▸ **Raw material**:
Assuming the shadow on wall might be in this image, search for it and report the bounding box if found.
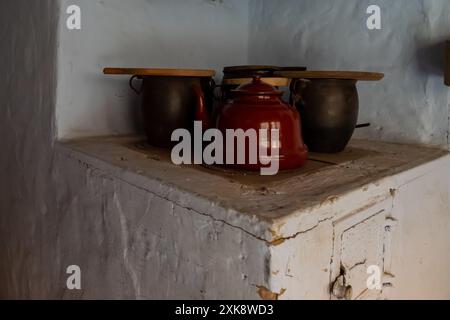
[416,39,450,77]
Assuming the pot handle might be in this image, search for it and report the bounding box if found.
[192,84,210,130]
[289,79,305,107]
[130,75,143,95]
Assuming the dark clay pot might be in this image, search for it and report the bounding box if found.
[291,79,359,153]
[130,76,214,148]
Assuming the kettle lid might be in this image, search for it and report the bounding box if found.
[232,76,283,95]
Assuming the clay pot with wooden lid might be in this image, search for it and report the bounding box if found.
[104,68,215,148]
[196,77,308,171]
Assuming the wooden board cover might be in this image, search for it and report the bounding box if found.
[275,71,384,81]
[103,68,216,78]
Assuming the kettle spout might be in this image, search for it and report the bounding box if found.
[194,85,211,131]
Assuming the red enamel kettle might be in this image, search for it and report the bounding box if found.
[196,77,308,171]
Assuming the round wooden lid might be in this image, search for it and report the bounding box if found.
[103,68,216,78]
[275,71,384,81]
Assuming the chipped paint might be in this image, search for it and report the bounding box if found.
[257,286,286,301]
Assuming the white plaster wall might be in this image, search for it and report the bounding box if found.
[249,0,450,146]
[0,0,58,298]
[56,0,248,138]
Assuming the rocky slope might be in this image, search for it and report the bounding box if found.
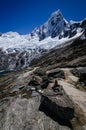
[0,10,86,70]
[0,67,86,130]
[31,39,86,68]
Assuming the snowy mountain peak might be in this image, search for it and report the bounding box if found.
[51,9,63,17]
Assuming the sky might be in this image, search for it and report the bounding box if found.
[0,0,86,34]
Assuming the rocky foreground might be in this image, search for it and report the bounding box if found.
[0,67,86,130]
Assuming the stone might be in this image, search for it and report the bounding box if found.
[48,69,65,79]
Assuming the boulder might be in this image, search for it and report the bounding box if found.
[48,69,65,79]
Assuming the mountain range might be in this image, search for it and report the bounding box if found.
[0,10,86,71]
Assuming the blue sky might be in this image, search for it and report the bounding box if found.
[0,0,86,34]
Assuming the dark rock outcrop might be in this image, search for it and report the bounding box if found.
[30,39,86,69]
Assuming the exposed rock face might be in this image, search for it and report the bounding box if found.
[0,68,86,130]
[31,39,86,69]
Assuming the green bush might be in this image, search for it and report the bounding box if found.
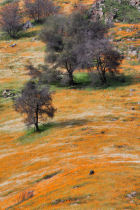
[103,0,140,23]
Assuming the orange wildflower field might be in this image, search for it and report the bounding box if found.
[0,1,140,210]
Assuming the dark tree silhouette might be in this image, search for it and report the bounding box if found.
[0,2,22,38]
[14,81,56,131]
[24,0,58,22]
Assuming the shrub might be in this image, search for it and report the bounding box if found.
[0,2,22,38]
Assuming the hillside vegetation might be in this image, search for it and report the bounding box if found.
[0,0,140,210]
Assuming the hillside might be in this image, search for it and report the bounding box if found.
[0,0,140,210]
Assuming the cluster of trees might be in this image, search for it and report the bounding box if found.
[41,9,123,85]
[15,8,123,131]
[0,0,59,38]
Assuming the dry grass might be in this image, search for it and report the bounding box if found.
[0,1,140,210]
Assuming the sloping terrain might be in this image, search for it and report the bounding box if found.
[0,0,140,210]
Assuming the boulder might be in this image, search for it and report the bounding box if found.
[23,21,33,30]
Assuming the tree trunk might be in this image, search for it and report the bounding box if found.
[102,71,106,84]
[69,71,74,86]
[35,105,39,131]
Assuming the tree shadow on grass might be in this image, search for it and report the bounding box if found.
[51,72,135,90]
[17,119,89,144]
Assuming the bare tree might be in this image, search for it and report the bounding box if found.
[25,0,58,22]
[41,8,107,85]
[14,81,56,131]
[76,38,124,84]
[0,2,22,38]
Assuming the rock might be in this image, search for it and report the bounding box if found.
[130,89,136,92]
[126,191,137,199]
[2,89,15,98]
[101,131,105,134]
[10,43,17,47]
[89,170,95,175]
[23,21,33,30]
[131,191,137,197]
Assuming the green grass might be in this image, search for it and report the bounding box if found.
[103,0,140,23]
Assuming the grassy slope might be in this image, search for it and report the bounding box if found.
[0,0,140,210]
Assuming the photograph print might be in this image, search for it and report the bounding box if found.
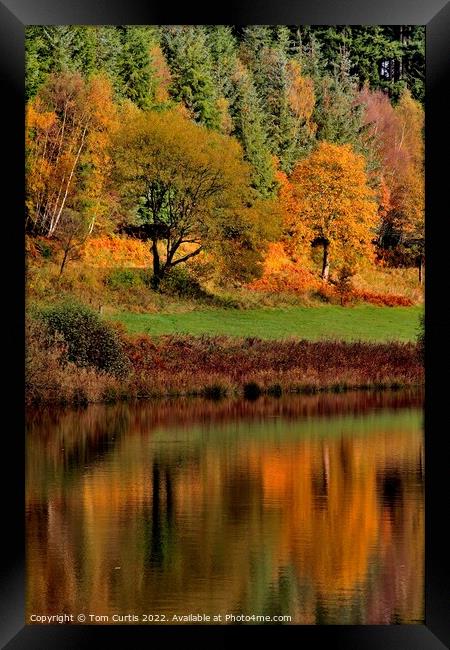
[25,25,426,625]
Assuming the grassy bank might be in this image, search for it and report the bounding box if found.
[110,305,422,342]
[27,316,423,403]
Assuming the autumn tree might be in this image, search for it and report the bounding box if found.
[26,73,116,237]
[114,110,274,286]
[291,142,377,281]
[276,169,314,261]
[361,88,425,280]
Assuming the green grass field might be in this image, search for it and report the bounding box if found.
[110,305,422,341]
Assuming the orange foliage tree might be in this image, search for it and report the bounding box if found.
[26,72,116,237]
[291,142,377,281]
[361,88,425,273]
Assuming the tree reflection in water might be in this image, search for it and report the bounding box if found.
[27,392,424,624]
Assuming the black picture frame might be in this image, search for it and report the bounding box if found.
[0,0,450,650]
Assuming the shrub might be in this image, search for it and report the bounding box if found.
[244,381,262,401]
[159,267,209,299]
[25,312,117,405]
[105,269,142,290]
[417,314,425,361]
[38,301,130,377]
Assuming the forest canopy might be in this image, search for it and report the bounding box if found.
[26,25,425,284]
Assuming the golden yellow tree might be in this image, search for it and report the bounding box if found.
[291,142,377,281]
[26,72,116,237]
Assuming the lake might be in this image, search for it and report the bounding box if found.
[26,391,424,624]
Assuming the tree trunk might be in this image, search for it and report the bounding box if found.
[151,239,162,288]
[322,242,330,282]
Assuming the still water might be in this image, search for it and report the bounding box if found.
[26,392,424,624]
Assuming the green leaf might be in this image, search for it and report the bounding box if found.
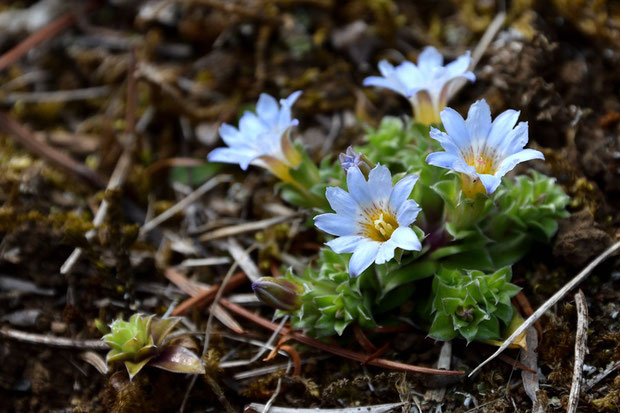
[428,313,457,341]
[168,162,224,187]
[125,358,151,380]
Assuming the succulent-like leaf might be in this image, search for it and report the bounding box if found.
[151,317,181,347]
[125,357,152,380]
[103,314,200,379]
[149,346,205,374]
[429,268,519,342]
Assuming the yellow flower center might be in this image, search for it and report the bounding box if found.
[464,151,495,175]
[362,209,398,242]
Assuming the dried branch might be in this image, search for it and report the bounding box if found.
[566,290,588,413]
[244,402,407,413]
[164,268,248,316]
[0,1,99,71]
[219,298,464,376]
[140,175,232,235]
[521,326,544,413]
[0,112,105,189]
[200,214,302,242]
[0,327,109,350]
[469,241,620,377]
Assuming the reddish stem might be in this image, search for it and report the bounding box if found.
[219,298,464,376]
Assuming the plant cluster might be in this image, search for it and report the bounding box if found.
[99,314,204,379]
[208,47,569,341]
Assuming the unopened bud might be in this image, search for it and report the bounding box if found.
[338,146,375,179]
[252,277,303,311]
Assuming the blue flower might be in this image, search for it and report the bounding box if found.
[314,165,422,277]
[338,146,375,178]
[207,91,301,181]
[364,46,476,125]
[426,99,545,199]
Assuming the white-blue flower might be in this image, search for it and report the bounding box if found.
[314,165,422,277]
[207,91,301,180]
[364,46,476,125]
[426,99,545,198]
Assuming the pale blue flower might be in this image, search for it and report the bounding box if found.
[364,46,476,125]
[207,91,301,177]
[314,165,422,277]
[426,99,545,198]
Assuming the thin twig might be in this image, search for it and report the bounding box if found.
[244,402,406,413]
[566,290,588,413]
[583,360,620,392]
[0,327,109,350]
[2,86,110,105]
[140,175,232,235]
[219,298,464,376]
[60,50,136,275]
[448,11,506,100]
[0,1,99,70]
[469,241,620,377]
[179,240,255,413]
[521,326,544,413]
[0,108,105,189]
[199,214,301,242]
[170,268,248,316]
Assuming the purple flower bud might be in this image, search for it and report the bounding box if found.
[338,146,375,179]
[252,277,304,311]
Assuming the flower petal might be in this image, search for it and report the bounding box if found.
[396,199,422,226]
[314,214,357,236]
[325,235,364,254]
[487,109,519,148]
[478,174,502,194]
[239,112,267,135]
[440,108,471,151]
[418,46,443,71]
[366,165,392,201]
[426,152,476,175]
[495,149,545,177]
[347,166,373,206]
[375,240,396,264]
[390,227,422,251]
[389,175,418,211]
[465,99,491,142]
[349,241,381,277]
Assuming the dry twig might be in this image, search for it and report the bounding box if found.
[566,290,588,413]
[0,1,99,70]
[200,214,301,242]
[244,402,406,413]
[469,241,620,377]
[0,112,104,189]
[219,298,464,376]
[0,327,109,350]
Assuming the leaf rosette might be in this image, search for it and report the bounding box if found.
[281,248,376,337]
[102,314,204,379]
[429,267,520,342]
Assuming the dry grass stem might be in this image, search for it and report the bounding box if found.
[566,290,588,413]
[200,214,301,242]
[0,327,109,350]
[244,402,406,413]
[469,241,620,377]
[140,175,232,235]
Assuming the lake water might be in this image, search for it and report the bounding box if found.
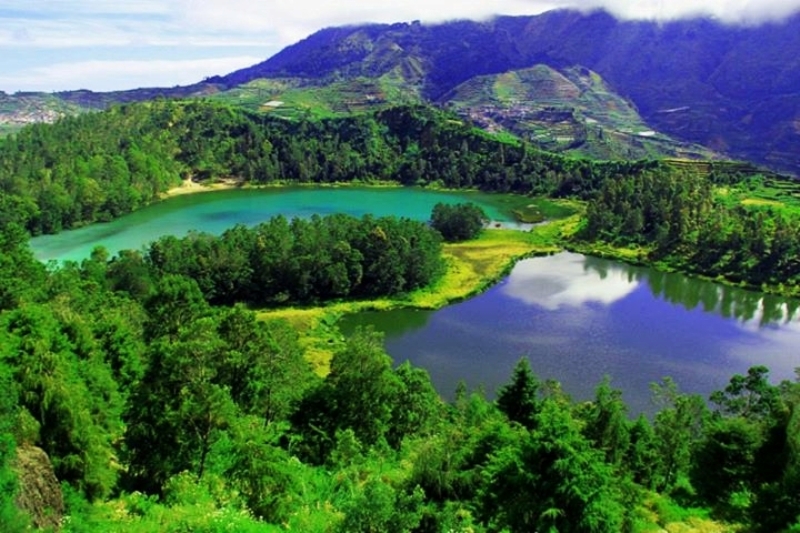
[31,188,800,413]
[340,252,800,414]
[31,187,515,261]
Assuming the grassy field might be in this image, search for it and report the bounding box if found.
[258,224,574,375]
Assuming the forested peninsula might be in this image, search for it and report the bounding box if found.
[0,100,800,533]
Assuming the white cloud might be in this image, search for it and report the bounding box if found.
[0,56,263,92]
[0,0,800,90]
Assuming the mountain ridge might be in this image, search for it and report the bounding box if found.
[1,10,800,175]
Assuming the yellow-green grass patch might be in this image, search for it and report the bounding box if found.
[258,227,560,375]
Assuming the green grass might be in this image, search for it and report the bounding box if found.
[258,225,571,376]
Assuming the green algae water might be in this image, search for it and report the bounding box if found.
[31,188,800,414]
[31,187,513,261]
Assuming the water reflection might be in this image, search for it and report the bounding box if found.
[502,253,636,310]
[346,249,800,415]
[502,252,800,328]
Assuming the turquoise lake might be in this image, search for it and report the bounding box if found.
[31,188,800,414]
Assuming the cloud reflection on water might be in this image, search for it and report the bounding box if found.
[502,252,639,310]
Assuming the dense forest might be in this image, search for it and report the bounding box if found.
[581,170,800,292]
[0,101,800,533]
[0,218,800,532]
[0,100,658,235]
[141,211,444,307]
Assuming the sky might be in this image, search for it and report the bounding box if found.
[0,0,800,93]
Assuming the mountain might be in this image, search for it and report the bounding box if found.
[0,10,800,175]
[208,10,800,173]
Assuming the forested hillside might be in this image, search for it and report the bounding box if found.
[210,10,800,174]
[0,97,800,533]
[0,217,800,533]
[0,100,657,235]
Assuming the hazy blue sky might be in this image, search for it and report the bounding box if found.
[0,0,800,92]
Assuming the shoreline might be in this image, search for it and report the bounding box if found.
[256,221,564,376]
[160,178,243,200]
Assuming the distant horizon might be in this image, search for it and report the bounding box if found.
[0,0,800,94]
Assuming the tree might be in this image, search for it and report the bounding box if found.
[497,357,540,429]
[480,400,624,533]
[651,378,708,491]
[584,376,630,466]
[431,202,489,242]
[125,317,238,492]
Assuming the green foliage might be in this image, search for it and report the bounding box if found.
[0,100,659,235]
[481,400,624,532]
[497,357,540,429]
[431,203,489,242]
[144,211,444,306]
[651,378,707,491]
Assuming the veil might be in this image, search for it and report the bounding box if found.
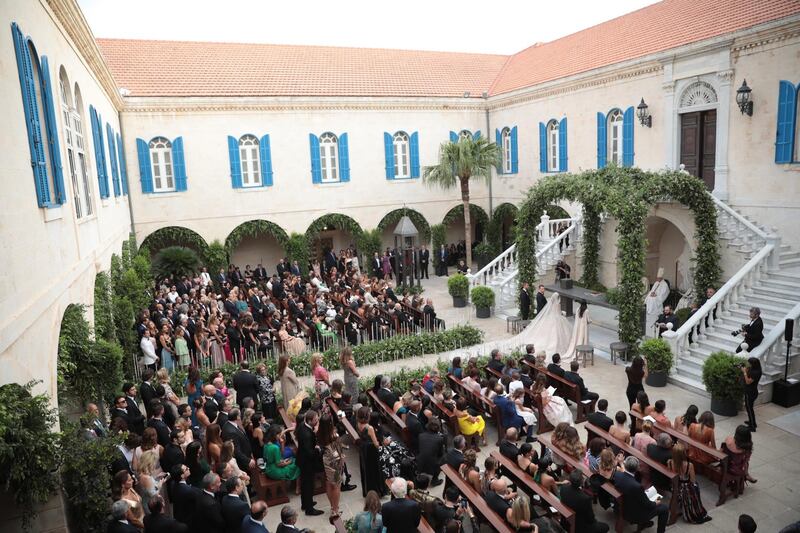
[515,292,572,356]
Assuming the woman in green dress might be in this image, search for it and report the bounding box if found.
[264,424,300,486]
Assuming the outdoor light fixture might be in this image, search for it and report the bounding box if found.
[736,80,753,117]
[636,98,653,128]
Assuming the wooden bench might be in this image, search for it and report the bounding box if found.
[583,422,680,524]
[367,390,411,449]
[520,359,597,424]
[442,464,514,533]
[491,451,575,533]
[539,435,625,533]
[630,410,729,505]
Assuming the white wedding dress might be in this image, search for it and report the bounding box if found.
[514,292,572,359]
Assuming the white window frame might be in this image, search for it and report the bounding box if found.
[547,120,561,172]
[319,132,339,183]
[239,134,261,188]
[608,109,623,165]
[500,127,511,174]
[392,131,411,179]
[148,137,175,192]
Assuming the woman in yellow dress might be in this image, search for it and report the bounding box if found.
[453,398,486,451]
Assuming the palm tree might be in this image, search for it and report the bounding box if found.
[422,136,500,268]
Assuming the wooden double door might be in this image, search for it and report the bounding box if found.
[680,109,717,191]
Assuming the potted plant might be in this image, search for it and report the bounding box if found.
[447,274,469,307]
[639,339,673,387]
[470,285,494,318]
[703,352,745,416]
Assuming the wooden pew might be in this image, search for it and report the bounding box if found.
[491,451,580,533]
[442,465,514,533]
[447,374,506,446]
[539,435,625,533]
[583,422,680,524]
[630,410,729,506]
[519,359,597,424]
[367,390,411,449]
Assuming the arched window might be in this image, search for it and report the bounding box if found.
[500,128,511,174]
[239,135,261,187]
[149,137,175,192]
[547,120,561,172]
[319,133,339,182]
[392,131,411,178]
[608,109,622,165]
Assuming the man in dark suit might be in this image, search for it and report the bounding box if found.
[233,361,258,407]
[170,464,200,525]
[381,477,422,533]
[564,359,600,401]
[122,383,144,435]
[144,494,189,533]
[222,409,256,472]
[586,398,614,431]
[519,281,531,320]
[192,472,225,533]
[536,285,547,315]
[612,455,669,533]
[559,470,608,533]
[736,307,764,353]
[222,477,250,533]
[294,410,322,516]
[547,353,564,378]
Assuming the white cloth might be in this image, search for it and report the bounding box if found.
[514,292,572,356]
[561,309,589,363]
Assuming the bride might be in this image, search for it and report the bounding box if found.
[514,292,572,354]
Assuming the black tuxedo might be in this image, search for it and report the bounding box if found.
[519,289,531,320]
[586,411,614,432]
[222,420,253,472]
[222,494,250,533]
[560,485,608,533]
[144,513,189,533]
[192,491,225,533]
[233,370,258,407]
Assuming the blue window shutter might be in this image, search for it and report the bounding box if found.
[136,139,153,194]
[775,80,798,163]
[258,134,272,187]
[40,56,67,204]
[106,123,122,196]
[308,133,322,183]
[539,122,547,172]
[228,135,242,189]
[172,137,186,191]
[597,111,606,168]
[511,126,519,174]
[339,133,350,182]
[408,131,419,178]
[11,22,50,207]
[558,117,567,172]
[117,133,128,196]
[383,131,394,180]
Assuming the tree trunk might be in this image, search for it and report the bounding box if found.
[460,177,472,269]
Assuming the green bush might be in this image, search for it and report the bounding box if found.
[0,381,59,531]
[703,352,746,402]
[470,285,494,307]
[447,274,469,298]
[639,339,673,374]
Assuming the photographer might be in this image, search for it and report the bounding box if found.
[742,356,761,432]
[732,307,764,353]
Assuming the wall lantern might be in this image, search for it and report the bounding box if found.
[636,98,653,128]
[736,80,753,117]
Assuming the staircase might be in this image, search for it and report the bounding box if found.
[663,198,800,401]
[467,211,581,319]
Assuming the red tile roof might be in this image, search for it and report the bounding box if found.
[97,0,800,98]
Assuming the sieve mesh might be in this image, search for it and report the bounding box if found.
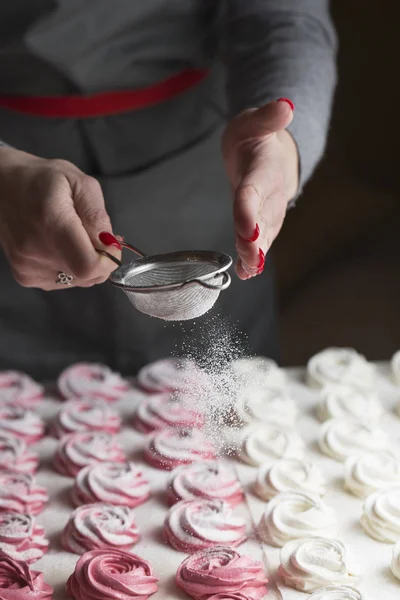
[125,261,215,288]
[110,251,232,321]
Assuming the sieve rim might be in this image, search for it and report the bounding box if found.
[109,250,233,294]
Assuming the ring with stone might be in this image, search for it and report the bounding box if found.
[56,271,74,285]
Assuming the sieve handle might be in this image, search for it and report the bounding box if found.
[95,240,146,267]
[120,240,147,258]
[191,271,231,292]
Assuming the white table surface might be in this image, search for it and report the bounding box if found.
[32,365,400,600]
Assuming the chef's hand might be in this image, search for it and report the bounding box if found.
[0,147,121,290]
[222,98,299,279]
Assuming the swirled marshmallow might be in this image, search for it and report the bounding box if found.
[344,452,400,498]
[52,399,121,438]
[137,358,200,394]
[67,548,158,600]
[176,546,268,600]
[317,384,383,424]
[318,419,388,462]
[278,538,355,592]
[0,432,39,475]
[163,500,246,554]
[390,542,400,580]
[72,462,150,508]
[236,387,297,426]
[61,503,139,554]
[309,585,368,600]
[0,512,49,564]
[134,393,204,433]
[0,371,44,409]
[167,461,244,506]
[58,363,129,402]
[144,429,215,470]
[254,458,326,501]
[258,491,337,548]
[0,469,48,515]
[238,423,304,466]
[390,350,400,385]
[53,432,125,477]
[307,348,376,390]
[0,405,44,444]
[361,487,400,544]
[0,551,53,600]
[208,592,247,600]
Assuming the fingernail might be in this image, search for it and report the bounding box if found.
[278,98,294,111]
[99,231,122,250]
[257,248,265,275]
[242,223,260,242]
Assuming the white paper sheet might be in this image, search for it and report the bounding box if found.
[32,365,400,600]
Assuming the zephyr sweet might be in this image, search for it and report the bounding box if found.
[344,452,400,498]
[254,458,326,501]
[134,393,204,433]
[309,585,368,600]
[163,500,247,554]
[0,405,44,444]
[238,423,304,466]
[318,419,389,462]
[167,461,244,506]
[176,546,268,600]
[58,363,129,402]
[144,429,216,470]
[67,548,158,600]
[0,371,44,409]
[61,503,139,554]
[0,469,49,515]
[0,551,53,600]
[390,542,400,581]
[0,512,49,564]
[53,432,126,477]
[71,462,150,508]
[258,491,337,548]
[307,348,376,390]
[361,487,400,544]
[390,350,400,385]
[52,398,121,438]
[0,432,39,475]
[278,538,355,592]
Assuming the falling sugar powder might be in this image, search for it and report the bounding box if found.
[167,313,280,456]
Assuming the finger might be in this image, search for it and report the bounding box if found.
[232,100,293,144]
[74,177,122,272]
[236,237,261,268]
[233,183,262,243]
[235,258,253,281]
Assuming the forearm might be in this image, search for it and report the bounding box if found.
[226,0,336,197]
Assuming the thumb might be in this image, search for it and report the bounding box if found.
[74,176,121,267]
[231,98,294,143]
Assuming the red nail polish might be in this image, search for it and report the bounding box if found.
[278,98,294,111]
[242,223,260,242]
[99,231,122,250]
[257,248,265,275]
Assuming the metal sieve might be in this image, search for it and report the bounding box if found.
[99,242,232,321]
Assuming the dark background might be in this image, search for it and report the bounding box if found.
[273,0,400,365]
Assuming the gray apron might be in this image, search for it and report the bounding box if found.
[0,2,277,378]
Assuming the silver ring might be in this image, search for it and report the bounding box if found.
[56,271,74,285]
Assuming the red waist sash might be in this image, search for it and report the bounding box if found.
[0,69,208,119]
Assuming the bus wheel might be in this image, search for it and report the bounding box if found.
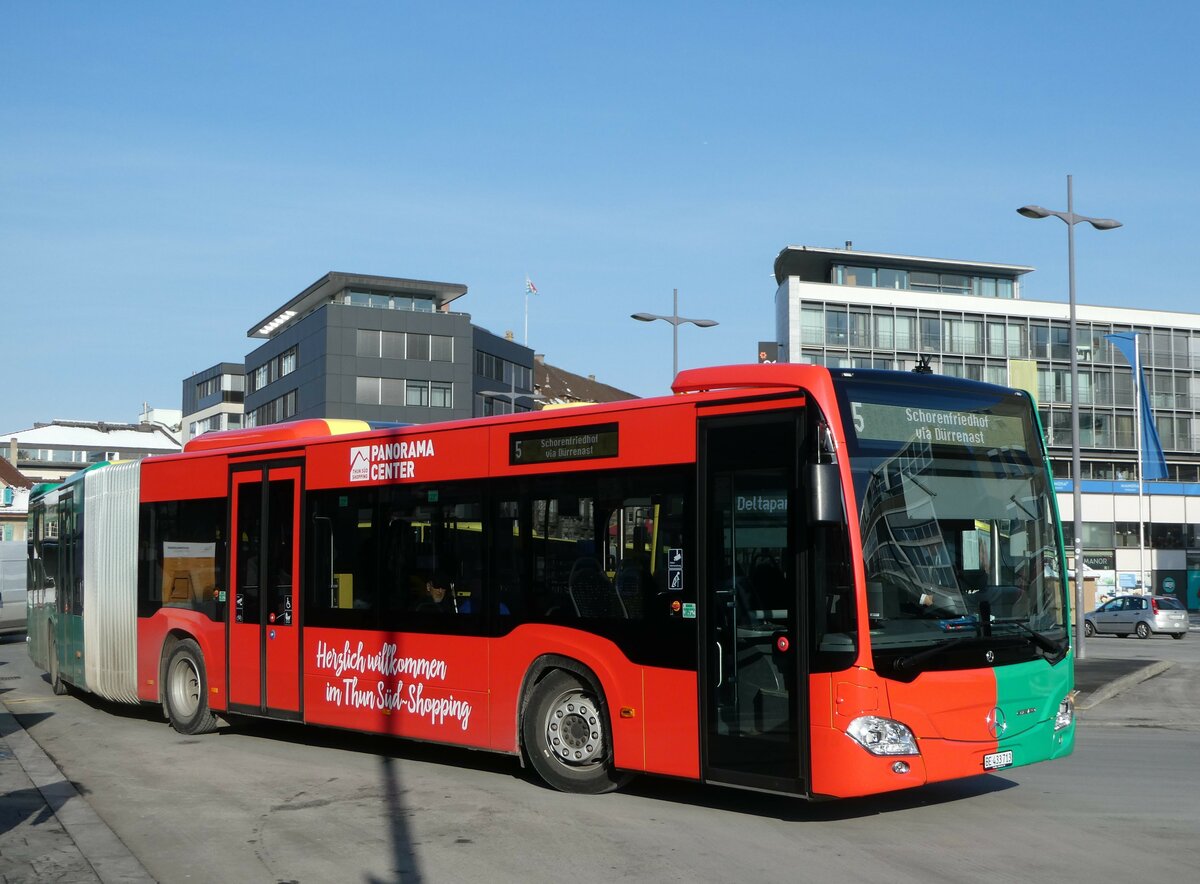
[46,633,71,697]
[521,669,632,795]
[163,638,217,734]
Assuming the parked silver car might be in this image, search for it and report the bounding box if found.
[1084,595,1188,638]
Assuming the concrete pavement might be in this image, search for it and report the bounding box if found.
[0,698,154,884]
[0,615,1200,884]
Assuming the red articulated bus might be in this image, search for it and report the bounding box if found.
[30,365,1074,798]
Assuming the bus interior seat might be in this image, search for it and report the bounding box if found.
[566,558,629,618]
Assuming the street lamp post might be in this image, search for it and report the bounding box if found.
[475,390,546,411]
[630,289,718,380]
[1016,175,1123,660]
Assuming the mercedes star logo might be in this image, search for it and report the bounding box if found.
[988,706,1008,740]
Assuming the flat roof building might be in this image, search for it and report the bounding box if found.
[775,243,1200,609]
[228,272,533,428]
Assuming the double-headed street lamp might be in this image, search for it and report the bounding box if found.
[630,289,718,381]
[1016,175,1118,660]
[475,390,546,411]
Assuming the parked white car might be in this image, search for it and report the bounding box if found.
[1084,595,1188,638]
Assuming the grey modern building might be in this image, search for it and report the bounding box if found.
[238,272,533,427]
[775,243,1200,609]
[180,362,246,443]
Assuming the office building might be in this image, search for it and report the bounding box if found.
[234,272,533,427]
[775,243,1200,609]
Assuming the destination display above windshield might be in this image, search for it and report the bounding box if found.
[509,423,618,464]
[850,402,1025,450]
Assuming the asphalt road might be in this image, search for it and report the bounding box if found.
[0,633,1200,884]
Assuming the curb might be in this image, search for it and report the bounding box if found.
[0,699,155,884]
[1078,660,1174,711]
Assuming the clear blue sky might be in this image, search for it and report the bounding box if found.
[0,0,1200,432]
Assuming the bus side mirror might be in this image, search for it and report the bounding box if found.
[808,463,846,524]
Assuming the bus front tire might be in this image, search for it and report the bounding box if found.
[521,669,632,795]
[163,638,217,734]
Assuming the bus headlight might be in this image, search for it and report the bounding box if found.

▸ **Objective**: Reproduce the stretch from the start of the material through the line containing "[130,75,143,95]", both ends included, keeping every request unchanged but rescaling each bounding-box coordinate by 1.35 and rounding to the nearest whole number, with halves rounded up. Omit the pictures from your answer.

▸ **Task solution**:
Assuming the shadow on wall might be in this image, search for it and report the bounding box if found.
[562,53,608,104]
Assuming the pot handle might be in this image, search for it and report the bounding box if found.
[259,113,284,176]
[390,107,412,144]
[176,101,193,128]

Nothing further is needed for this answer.